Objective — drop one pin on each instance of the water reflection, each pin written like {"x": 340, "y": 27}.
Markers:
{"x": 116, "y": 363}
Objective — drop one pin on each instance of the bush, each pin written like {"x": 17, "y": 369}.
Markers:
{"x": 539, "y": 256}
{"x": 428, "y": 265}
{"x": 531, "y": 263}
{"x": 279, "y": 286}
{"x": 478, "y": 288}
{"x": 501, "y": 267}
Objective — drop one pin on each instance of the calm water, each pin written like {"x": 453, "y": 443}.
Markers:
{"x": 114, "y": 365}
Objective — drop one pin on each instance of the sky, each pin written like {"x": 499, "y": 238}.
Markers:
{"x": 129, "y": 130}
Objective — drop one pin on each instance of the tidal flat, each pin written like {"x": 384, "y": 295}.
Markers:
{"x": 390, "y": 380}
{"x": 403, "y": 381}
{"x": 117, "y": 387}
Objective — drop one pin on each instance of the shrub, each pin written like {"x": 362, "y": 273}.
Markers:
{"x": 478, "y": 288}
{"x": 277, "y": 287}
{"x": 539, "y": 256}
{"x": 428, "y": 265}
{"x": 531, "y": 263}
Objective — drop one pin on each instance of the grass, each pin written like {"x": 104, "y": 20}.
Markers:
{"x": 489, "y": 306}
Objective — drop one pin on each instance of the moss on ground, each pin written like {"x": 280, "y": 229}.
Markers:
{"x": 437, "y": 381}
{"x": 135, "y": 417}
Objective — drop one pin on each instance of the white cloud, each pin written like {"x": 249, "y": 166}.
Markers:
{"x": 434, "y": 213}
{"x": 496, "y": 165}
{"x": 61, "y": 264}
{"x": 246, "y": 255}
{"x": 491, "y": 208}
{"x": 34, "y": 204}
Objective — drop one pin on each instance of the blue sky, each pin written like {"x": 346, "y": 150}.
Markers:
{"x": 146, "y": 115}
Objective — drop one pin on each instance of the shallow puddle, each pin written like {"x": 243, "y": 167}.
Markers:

..............................

Task - Copy whichever lines above contain the string "water".

Exercise result -
Objective — drop one pin on each instance of the water reflection, each pin written like {"x": 340, "y": 27}.
Objective — drop one pin on each instance of the calm water, each pin written like {"x": 453, "y": 443}.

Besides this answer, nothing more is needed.